§ TEXT SEGMENT:
★ ★ ★ ★ ★

Mono/2008-03-19

From Second Life Wiki
Jump to: navigation, search
[8:59]  Scouse Linden: babbage is on his way
[8:59]  Babbage Linden: hello
[8:59]  Phantom Ninetails: Oh wow there he is
[8:59]  Entering god mode, level 200
[8:59]  Scouse Linden: Its only 8:59 :)
[8:59]  Phantom Ninetails: Well I was talking with Periapse a little while ago and that's what we figured
[9:00]  You shout: i've turned off scripts while we hold the office hours
[9:00]  Phantom Ninetails: The wiki says it starts at 8
[9:00]  Scouse Linden: oh damn daylight savings.....
[9:00]  Scouse Linden: It hasnt changed for us
[9:00]  Phantom Ninetails: Ah ^_^
[9:01]  Babbage Linden: let me ping zero, we wanted to talk to him about httprequest and unicode
[9:01]  Phantom Ninetails: :)
[9:01]  Scouse Linden: Since no one else is around, if you've got anything phantom go ahead and ask
[9:01]  Phantom Ninetails: Nope I've got nothing
[9:02]  Scouse Linden: I guess others probably turned up and left by now
[9:02]  Babbage Linden: yep, let me ping the group
[9:02]  Phantom Ninetails: Actually not many showed up at 8 either ;)
[9:02]  Scouse Linden: yeh it has slowed down
[9:02]  Scouse Linden: I bet it wouldnt be the same if we did it on the main grid
[9:02]  Phantom Ninetails: Only Periapse Linden and Becky Pippen showed up before
[9:02]  Phantom Ninetails: lol, yeah you might get more there
[9:03]  Babbage Linden: maybe we should ping the group on aditi too?
[9:04]  Phantom Ninetails: Couldn't hurt
[9:04]  Scouse Linden: Go ahead!
[9:04]  Scouse Linden: What things are the most important to you to get fixed next?
[9:05]  Phantom Ninetails: Control event.
[9:05]  Scouse Linden: Fixed it today
[9:05]  Phantom Ninetails: Yay :)
[9:05]  Scouse Linden: Infact I was writing tests for events
[9:05]  Scouse Linden: I'll put them on t he wiki
[9:05]  Scouse Linden: It will be fixed in the next refresh
[9:05]  Phantom Ninetails: Alrighty :)

★ ★ ★ ★ ★

Pointing data excerpts:
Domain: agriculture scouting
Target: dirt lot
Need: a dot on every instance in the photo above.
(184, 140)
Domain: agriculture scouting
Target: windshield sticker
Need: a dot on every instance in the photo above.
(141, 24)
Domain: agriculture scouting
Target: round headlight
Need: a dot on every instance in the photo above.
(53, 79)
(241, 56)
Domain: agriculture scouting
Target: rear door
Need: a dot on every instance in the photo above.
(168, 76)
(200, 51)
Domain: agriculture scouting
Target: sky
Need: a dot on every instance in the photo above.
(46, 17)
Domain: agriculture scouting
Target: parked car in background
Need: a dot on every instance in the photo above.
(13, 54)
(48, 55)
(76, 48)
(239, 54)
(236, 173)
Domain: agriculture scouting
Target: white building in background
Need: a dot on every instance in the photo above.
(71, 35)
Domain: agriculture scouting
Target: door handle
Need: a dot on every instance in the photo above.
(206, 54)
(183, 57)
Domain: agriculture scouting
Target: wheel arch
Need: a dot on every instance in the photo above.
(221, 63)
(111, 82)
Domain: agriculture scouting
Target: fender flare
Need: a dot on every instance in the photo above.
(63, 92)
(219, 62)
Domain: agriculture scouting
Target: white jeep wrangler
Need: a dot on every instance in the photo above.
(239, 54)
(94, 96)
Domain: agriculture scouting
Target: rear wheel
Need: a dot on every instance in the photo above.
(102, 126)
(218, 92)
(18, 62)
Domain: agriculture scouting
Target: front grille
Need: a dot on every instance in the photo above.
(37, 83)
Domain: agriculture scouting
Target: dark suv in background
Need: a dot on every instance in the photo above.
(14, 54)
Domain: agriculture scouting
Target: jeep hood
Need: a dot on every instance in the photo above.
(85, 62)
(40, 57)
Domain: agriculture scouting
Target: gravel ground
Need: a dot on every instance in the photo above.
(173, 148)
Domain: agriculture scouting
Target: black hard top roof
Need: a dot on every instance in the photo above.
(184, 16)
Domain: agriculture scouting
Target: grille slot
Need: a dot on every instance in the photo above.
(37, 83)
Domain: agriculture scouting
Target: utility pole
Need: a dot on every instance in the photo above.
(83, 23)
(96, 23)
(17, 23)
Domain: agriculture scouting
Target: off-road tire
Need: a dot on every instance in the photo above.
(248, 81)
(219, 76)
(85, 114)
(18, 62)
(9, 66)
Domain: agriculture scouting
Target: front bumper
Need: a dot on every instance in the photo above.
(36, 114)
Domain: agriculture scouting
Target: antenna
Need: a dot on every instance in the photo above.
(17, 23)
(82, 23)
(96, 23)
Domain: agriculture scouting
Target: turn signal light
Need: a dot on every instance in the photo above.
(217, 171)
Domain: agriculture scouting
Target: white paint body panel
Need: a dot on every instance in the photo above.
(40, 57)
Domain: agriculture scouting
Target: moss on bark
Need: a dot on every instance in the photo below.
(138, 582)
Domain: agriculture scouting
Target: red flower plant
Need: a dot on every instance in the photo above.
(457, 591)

★ ★ ★ ★ ★

§ GOAL:
Repeat the transcript from "From Second Life" up to and including "damn daylight savings.....". The entries play no part in the work.

§ RESULT OF THE EXERCISE:
From Second Life Wiki
Jump to: navigation, search
[8:59]  Scouse Linden: babbage is on his way
[8:59]  Babbage Linden: hello
[8:59]  Phantom Ninetails: Oh wow there he is
[8:59]  Entering god mode, level 200
[8:59]  Scouse Linden: Its only 8:59 :)
[8:59]  Phantom Ninetails: Well I was talking with Periapse a little while ago and that's what we figured
[9:00]  You shout: i've turned off scripts while we hold the office hours
[9:00]  Phantom Ninetails: The wiki says it starts at 8
[9:00]  Scouse Linden: oh damn daylight savings.....